[Task instructions]: Where in the material does the word "below" appear? Copy each line that has it.

[Records supplied]:
○ ○ ○ ○ ○ ○ ○

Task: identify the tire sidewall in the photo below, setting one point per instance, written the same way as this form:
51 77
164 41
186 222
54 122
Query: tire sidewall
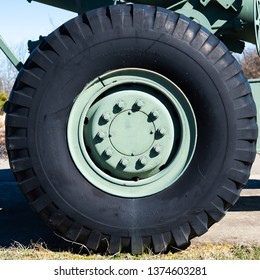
187 68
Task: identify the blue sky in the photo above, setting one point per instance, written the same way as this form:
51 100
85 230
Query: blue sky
21 21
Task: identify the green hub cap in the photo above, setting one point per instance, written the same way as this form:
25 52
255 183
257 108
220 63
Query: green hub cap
131 132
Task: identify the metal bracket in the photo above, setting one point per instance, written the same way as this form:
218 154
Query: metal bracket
10 55
224 3
257 24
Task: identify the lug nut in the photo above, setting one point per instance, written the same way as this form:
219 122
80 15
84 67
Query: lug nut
109 152
155 114
157 148
101 135
161 131
143 160
124 162
106 116
120 104
139 103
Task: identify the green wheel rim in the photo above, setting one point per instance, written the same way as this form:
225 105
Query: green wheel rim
131 132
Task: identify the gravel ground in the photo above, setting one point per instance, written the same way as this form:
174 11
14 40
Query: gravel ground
3 153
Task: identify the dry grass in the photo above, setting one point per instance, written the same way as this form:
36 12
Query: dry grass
39 251
3 153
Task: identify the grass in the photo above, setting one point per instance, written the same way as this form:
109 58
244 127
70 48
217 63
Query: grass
39 251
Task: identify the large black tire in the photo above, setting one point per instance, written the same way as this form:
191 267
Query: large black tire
131 36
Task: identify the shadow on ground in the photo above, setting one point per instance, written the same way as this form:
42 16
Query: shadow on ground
18 223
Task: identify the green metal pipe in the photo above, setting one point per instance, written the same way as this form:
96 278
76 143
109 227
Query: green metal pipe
78 6
10 55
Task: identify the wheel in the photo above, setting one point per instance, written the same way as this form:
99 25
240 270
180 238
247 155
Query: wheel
131 127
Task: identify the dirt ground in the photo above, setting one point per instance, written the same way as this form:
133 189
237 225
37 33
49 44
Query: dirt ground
3 154
241 225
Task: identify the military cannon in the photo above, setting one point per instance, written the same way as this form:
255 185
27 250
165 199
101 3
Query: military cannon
132 126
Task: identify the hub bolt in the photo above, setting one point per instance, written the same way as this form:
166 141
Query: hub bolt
120 104
157 148
161 131
124 162
106 116
155 114
139 103
101 134
109 152
143 160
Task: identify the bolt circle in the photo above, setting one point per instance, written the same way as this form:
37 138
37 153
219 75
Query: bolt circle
109 152
101 135
161 131
143 160
106 116
124 162
157 148
155 114
139 103
120 104
139 124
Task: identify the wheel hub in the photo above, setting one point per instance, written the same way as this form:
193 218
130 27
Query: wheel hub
131 132
130 141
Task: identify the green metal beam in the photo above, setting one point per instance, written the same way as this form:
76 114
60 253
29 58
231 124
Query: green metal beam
10 55
77 6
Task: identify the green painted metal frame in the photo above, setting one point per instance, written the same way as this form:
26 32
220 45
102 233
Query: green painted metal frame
233 21
10 55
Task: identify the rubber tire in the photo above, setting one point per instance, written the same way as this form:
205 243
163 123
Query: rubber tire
118 37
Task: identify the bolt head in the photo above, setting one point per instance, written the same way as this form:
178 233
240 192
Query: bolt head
161 131
101 134
120 104
106 116
155 114
139 103
143 160
157 148
109 152
124 162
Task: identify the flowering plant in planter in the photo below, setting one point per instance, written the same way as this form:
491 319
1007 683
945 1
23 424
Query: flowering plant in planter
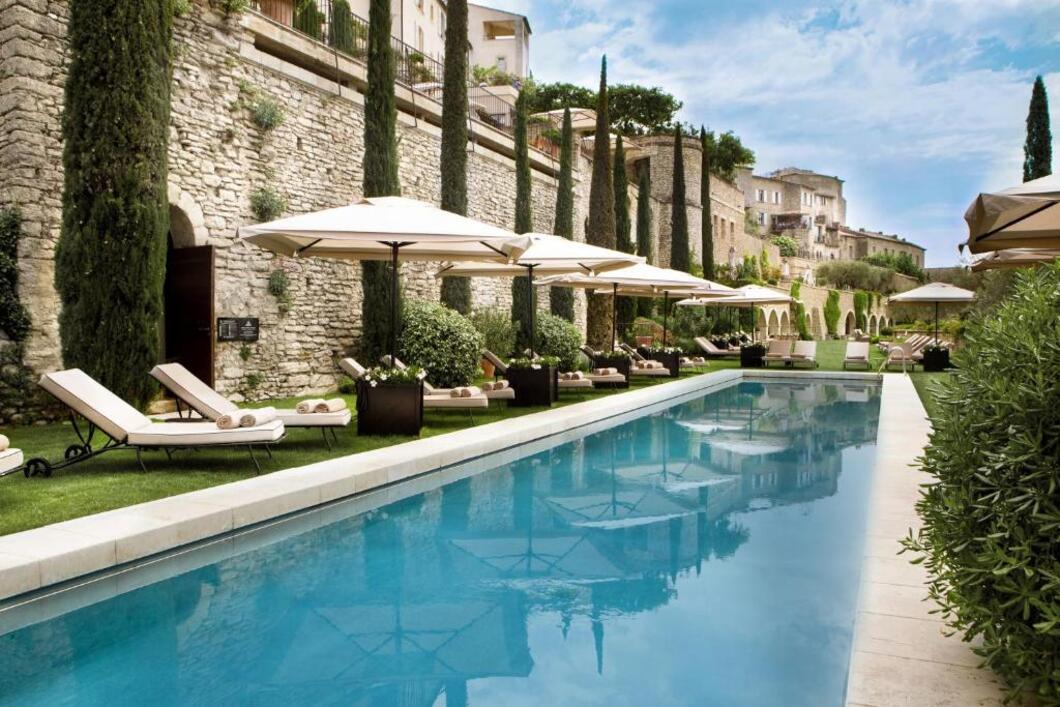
533 364
383 375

○ ○ ○ ○ ○ ○ ○

[Output for this exercise]:
Task: identify the tire sidewall in the photo below, setting one point per instance, written the same way as this form:
Task: identify the flowering plant in planter in the photo below, setting one point per instance, written the same way as this form:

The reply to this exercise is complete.